BRIEF: Your response should consist of the full data, set down exactly.

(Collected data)
BEGIN
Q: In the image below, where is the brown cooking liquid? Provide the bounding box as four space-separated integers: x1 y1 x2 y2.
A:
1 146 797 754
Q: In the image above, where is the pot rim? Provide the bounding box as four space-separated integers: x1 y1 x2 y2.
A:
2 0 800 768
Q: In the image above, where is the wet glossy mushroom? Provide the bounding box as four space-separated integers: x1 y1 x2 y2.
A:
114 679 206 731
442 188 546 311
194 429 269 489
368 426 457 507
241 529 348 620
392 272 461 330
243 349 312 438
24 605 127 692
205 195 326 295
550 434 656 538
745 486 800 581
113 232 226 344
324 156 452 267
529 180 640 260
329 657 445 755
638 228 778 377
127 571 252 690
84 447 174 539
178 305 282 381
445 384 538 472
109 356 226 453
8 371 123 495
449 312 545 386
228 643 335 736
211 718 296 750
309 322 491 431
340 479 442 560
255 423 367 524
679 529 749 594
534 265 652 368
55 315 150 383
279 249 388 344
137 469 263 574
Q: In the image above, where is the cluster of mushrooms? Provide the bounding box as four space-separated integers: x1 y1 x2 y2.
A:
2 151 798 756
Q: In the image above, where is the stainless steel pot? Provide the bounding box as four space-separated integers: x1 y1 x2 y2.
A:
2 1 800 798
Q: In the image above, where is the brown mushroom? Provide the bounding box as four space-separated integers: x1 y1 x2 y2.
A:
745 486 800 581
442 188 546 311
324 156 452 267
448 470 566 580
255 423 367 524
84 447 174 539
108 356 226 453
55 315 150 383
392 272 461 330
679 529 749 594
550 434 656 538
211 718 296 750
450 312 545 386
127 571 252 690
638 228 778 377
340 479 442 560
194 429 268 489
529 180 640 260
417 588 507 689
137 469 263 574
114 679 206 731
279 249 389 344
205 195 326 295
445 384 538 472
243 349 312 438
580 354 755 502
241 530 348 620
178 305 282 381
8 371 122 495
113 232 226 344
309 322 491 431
END
SOLUTION FOR THIS PROBLEM:
Q: In the image below, where is the brown cooking liquid? Provide the bounding box as four space-separated integers: x1 y1 x2 y2.
A:
1 146 797 754
Q: In the image above, where is the pot rim? Provide the bounding box as four space-separated integers: x1 y1 x2 y2.
A:
2 0 800 768
Q: In the image above, where is the wet glossy mushroom? Provide the bounding box as four space-separated integers: x1 y1 x2 y2.
A:
114 679 206 731
442 188 546 311
194 429 269 489
368 426 457 507
241 529 348 620
392 272 461 330
243 349 312 438
24 605 127 692
205 195 326 295
550 434 656 538
745 486 800 581
113 232 226 344
324 156 452 267
529 180 640 260
329 657 445 755
638 228 778 377
127 571 252 690
84 447 174 539
178 305 282 381
445 384 538 472
109 356 226 453
8 371 123 495
449 312 545 386
228 643 335 736
211 718 296 750
309 322 491 431
340 479 442 560
255 423 367 524
679 529 749 594
534 265 652 368
55 315 150 383
279 249 388 344
137 469 263 574
Q: In the image above, where is the cluster of mushrooms? Provide the bounding box as four space-separated integers: x1 y1 x2 y2.
A:
2 151 798 756
Q: In the image above, where is the stainless steel pot? Provide the bounding box as four space-separated integers: x1 y1 x2 y2.
A:
2 1 800 798
Q: In the image above, where is the brown mushroom? Provide the bounding box as four space-separated integers: x1 y1 x2 y2.
A:
745 486 800 581
442 188 546 311
324 156 452 267
448 470 566 580
255 423 367 524
84 447 174 539
108 356 226 453
55 315 150 383
392 272 461 330
679 529 749 594
550 434 656 538
211 718 296 750
450 312 545 386
127 571 252 690
638 228 778 377
340 479 442 560
194 429 268 489
529 180 640 260
417 588 507 689
137 469 263 574
114 679 206 731
279 249 389 344
205 195 326 295
445 384 538 472
243 349 312 438
580 354 755 502
241 530 348 620
178 305 282 381
8 371 122 495
113 232 226 344
309 322 491 431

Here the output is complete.